Return the listing below character for character.
Segment Start: Data shown
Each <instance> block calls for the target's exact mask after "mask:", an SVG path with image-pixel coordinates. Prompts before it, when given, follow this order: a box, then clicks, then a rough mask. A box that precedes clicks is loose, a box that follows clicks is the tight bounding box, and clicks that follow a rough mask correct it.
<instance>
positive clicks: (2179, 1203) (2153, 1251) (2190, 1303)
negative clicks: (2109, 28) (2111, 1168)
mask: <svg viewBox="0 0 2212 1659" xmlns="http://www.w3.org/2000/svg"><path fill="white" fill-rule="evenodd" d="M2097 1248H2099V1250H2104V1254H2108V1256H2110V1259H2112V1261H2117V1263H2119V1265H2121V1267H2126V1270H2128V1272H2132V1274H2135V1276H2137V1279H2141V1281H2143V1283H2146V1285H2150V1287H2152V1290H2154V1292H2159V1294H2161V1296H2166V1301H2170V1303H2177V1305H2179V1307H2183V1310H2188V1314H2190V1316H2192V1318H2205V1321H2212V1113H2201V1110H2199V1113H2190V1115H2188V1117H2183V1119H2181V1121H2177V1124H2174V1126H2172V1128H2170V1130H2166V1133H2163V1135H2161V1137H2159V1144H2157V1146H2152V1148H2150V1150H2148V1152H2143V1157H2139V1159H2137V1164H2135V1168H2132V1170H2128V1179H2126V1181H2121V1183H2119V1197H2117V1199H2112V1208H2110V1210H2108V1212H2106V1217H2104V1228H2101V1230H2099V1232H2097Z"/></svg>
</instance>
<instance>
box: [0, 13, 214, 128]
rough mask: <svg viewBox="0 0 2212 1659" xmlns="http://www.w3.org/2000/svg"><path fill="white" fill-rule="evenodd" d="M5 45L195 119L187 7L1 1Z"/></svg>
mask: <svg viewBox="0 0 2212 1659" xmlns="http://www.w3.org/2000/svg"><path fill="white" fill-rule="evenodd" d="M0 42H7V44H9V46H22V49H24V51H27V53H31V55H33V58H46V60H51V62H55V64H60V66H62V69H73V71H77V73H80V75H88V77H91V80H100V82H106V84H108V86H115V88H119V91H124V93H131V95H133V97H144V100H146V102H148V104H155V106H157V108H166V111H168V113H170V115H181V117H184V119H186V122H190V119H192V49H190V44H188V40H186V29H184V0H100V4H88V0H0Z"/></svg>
Segment End: Data shown
Answer space:
Each <instance> block calls for the target's exact mask after "mask:", an SVG path with image-pixel coordinates. Prompts before it, when given, follow this order: a box, then clicks, then a rough mask. A box that precedes clicks is loose, a box that follows clicks is the tight bounding box, and clicks that follow a rough mask correct it.
<instance>
positive clicks: (2179, 1203) (2153, 1251) (2190, 1303)
negative clicks: (2109, 28) (2111, 1168)
mask: <svg viewBox="0 0 2212 1659" xmlns="http://www.w3.org/2000/svg"><path fill="white" fill-rule="evenodd" d="M2097 1248H2099V1250H2104V1254H2108V1256H2110V1259H2112V1261H2117V1263H2119V1265H2121V1267H2126V1270H2128V1272H2132V1274H2135V1276H2137V1279H2141V1281H2143V1283H2146V1285H2150V1287H2152V1290H2154V1292H2159V1294H2161V1296H2166V1301H2170V1303H2177V1305H2179V1307H2183V1310H2188V1314H2190V1316H2192V1318H2205V1321H2212V1113H2201V1110H2199V1113H2190V1115H2188V1117H2183V1119H2181V1121H2177V1124H2174V1126H2172V1128H2170V1130H2166V1133H2163V1135H2161V1137H2159V1144H2157V1146H2152V1148H2150V1150H2148V1152H2143V1157H2139V1159H2137V1164H2135V1168H2132V1170H2128V1179H2126V1181H2121V1183H2119V1197H2117V1199H2112V1208H2110V1210H2108V1212H2106V1217H2104V1228H2101V1230H2099V1232H2097Z"/></svg>
</instance>
<instance>
box: [0, 13, 214, 128]
rough mask: <svg viewBox="0 0 2212 1659" xmlns="http://www.w3.org/2000/svg"><path fill="white" fill-rule="evenodd" d="M5 45L195 119L187 7L1 1Z"/></svg>
mask: <svg viewBox="0 0 2212 1659" xmlns="http://www.w3.org/2000/svg"><path fill="white" fill-rule="evenodd" d="M0 42H7V44H9V46H22V49H24V51H27V53H31V55H33V58H46V60H51V62H55V64H60V66H62V69H73V71H77V73H80V75H88V77H91V80H100V82H106V84H108V86H115V88H119V91H124V93H131V95H133V97H144V100H146V102H148V104H155V106H157V108H166V111H168V113H170V115H181V117H184V119H186V122H190V119H192V49H190V44H188V40H186V29H184V0H100V4H88V0H0Z"/></svg>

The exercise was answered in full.